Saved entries
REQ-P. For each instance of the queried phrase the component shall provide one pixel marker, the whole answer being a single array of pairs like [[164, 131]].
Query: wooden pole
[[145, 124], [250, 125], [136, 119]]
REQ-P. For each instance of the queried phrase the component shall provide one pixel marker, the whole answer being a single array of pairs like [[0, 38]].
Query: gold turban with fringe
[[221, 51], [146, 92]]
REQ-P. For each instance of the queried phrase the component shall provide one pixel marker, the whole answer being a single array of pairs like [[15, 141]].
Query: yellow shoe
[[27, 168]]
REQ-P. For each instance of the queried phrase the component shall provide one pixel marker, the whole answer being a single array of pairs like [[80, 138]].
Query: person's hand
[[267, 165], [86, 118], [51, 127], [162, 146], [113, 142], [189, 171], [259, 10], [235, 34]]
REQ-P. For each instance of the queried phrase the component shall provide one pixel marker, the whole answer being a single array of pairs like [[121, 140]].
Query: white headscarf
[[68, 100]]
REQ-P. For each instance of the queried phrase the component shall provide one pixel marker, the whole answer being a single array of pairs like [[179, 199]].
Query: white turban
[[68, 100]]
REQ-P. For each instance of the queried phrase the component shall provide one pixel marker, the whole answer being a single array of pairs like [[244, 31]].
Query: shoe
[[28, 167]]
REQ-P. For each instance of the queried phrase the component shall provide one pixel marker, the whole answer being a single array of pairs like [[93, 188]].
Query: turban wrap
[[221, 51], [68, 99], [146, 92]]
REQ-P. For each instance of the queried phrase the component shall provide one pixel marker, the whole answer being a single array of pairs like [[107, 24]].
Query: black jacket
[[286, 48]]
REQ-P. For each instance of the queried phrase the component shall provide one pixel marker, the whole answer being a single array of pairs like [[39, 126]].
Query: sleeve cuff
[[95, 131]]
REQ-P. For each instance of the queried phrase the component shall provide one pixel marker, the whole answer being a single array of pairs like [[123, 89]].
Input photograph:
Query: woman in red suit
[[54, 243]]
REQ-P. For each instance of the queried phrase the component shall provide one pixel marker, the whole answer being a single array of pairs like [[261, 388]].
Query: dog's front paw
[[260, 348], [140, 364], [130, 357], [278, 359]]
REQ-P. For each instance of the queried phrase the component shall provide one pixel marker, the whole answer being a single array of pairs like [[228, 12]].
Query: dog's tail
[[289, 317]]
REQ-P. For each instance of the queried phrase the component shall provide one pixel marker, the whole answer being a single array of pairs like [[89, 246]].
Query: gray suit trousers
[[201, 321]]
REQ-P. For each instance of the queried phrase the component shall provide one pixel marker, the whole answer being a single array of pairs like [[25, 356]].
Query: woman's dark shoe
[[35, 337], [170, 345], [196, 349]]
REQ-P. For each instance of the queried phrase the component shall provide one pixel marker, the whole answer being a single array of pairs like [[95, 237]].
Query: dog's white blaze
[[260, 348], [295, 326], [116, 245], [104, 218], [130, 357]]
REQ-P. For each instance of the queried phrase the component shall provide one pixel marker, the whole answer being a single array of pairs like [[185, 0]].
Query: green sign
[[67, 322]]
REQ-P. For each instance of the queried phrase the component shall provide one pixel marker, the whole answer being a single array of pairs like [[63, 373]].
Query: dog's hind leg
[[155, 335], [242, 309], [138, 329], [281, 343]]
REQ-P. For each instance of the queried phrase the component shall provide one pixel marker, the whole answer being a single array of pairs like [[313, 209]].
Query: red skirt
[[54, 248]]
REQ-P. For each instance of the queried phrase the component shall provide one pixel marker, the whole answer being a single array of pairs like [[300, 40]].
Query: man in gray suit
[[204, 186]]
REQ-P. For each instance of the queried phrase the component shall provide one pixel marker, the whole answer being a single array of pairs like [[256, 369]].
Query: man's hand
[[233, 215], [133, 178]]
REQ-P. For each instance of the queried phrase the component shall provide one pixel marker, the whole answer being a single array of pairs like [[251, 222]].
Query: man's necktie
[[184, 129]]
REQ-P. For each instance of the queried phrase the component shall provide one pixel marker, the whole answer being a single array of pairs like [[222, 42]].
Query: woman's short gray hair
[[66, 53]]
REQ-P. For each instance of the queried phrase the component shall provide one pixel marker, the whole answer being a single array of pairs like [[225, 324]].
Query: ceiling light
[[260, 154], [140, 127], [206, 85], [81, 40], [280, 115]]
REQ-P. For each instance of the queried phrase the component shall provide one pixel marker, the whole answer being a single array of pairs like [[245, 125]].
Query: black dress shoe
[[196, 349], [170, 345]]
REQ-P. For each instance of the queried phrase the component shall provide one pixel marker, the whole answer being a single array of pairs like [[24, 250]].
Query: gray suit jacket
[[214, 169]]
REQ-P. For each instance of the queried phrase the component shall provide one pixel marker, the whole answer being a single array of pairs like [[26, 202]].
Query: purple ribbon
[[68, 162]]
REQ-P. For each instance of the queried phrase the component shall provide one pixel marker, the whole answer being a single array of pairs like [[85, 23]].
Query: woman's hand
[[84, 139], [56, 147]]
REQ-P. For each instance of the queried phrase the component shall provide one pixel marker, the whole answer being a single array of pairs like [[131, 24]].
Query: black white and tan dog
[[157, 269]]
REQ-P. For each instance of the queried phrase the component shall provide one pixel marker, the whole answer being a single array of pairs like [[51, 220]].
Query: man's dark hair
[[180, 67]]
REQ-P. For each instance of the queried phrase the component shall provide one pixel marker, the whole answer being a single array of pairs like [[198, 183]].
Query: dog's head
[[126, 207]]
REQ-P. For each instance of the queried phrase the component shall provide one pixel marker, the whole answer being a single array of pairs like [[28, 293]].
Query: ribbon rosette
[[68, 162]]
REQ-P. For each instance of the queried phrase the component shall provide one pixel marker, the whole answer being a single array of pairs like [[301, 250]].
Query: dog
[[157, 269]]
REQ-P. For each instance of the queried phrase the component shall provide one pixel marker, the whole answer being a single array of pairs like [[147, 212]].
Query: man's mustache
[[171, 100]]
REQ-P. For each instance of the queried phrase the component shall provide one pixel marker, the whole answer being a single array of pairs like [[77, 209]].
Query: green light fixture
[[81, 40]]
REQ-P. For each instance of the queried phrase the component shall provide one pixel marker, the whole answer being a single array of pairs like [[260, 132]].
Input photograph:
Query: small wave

→ WHAT THIS TASK INVOLVES
Copy each line exactly, from the line containing "like [[301, 250]]." down to the last line of the material, and no other lines.

→ SOLUTION TO THIS TASK
REQ-P. For each instance of the queried phrase the component shall provide one pixel marker, the whole answer being a single array of pairs like [[301, 250]].
Query: dog
[[157, 269]]
REQ-P. For each instance of the queried phrase the component shall provide one pixel marker, the whole answer being a single array of pairs like [[147, 212]].
Query: man's mustache
[[171, 100]]
REQ-P. For each instance of the queried phrase the component shall provide one pixel marker, the whole answer being a single array of pairs like [[77, 209]].
Query: green light fixture
[[81, 40]]
REQ-P. For each instance of the queried phrase the component shall provide one pixel marker, the whole answer being a single array of pairs like [[260, 132]].
Input photograph:
Query: small wave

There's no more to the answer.